» Activity: Out of the entries that follow, copy each line containing "sweater".

Dataset records:
· · · ·
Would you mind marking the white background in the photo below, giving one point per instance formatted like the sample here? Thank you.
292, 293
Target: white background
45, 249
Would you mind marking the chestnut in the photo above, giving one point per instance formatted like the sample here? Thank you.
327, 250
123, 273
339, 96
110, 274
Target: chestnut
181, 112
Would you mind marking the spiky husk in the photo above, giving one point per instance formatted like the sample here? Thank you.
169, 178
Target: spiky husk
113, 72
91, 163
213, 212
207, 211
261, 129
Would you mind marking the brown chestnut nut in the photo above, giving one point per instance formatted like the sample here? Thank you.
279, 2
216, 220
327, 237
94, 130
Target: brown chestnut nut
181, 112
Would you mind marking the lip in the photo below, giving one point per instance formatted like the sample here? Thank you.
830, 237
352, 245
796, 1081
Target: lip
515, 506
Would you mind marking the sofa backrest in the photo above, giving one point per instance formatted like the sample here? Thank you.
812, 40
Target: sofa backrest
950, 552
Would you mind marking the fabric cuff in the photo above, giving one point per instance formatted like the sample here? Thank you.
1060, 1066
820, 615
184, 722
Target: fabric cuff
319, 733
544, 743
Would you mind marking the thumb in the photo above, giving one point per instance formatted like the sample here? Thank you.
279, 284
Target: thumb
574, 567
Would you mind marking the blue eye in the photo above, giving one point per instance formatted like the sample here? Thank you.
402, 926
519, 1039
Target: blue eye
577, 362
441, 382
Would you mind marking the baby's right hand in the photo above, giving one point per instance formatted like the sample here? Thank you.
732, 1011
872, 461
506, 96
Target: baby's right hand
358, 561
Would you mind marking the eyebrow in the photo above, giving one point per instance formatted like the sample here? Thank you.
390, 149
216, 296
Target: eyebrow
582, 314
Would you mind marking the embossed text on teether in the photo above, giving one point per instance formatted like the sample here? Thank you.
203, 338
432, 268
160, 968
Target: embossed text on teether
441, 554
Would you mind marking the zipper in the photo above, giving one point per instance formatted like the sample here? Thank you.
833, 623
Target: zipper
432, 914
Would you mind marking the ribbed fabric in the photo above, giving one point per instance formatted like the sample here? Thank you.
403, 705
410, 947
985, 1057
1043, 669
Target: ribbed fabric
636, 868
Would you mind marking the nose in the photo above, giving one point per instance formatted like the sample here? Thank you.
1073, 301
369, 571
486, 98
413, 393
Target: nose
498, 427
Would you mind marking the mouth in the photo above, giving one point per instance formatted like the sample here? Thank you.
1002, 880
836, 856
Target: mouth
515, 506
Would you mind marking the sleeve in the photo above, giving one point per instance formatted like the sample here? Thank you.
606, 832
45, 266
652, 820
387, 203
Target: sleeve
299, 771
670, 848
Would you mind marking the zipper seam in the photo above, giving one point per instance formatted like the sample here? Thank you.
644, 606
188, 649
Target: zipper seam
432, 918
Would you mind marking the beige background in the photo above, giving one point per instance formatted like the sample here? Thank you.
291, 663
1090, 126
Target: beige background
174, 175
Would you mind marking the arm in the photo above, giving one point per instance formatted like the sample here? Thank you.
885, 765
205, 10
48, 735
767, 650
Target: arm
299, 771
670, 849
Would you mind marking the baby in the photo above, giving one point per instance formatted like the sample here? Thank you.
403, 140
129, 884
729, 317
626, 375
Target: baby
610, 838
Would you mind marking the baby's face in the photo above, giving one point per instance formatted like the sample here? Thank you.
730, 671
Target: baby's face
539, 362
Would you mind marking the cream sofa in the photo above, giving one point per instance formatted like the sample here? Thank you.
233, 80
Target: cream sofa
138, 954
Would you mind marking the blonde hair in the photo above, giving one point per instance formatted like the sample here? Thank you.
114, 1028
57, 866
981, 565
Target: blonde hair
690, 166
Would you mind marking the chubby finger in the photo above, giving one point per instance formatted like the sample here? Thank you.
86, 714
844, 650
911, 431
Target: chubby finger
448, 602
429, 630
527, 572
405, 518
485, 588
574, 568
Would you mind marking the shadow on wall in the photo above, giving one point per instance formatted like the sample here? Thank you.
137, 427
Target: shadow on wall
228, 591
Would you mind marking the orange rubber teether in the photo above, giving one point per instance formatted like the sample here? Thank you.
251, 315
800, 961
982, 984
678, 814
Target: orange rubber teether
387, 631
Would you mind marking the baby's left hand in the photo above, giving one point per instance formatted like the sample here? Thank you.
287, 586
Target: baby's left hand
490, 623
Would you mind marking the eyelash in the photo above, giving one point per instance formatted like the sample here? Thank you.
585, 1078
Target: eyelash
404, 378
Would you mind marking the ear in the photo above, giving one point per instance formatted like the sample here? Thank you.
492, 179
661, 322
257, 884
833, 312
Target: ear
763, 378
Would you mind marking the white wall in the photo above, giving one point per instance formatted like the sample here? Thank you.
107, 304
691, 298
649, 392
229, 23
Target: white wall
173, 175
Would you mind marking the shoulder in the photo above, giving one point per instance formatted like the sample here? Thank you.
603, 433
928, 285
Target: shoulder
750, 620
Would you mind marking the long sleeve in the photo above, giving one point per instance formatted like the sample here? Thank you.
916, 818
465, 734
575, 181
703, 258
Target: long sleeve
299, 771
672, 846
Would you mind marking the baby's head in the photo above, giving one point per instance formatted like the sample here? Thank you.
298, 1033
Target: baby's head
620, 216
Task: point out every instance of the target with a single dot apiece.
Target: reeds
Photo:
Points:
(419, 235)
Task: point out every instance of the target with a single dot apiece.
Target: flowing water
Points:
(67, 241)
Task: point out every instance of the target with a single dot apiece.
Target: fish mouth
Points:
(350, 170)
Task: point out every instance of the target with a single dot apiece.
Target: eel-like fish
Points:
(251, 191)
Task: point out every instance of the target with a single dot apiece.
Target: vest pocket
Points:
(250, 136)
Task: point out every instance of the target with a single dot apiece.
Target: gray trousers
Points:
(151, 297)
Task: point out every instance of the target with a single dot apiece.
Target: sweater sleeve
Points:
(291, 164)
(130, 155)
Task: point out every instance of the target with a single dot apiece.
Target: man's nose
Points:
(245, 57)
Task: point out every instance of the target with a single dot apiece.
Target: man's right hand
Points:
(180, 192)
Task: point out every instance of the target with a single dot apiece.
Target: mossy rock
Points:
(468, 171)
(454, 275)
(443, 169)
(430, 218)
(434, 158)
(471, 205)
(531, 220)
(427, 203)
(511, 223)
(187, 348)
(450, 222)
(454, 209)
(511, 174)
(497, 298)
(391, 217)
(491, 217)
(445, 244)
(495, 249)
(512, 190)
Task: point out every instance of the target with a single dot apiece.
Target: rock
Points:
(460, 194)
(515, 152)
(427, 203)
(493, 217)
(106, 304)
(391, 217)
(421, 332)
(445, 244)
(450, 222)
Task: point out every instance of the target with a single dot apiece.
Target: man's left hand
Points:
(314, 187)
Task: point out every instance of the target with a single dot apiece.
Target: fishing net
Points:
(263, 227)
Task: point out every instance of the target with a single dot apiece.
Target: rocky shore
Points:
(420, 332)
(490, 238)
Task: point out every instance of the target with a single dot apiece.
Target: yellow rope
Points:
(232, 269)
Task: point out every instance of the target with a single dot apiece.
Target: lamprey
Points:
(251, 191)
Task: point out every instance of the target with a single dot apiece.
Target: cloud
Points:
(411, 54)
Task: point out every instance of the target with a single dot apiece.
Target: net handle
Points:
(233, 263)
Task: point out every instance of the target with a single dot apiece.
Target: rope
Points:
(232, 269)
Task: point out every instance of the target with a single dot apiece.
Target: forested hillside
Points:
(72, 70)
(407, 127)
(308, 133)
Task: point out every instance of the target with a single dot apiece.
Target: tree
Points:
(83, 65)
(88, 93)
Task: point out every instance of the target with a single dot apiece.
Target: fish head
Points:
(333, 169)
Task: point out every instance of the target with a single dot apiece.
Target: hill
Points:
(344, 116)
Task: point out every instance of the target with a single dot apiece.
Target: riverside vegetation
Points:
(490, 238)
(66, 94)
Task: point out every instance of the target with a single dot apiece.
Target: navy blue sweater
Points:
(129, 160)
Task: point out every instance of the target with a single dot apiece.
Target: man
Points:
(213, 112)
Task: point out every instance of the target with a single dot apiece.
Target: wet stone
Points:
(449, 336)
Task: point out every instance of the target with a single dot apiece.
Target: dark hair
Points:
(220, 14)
· · · ·
» Result of this exercise:
Target: sweater sleeve
Target: navy blue sweater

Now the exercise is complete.